** Start of RECORDED DATA **

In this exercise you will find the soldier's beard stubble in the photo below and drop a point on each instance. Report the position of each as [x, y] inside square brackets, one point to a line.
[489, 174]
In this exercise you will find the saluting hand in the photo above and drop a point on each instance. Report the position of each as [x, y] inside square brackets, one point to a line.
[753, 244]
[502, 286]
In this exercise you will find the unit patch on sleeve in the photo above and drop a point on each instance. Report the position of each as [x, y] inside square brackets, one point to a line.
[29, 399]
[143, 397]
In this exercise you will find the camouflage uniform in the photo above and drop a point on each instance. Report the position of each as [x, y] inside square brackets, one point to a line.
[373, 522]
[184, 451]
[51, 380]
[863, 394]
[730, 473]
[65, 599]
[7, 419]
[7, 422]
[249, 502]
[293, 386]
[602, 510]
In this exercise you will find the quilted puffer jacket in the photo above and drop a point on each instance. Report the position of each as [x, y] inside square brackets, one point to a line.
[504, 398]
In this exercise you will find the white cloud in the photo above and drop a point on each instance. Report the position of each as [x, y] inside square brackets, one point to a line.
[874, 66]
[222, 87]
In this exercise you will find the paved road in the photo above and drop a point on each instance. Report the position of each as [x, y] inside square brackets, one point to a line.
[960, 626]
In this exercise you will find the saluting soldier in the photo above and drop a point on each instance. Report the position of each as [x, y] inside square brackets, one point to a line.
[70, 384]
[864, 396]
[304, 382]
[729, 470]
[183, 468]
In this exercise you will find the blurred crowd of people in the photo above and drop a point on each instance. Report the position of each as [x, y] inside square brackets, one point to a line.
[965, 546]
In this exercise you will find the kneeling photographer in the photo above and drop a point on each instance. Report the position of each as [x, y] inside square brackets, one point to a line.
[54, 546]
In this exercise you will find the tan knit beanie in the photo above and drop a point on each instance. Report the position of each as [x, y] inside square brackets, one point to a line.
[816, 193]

** End of RECORDED DATA **

# EXERCISE GOAL
Please reproduce the entire listing above word for word, from the first line to the last.

# SOLUTION TO THE PROBLEM
In this exercise you will find the soldier's beard stubble in the photo below and drop a point on each instance. Report the position of each as [x, y] inside square brackets, one point to a line.
[489, 174]
In this exercise you will find the saluting hand in the photo above and drop a point on each instance. Report the position of each as [x, y] inside square brackets, one point to a line.
[753, 244]
[502, 286]
In this exercise you will find the unit patch on sleeve in the photo above and drop a point on each instance. Report the position of each as [x, y] inside square brackets, one point to a line.
[29, 399]
[143, 397]
In this exercise you will find the camouflage uniform in the photo above and drop a point on each instance. Report the position of each as [x, y] inside square brackets, one point to a line.
[373, 522]
[184, 451]
[51, 380]
[863, 394]
[730, 473]
[65, 599]
[7, 419]
[7, 422]
[249, 502]
[293, 386]
[602, 510]
In this exercise you will find the quilted puffer jacket in the photo above and drop a point on each instance. Report the position of each as [x, y] inside square brackets, one point to a line.
[504, 398]
In this exercise you will find the white cloud in the photo above and drop a point on each instance. Report the position of each as [x, y] inside square brackets, one point to a line.
[874, 66]
[222, 87]
In this exercise you will find the paved road in the photo above and drop a point on each instance. Report the position of each as [x, y] inside square brackets, one point to a line.
[960, 626]
In this exercise you will find the saluting soldier in the photo above and drop a point on each instance. Report the position of each as [x, y] inside square brackets, one point to a line.
[70, 384]
[864, 396]
[304, 382]
[729, 470]
[183, 468]
In this exercise you will find the blurred crowd of people in the photo above and drop a point on each instance. Report the position of each as [x, y] inside square brackets, one point to a line.
[965, 546]
In this exercise you will find the kneeling photographer in the photo above and drop a point on each instance. Report the position of each as [x, y] inside square brackets, one point to a line.
[54, 546]
In this exercise you will find the tan knit beanie in the photo above and drop a point on each instance. Report the position of each as [x, y] inside square brackets, one point to a line.
[816, 193]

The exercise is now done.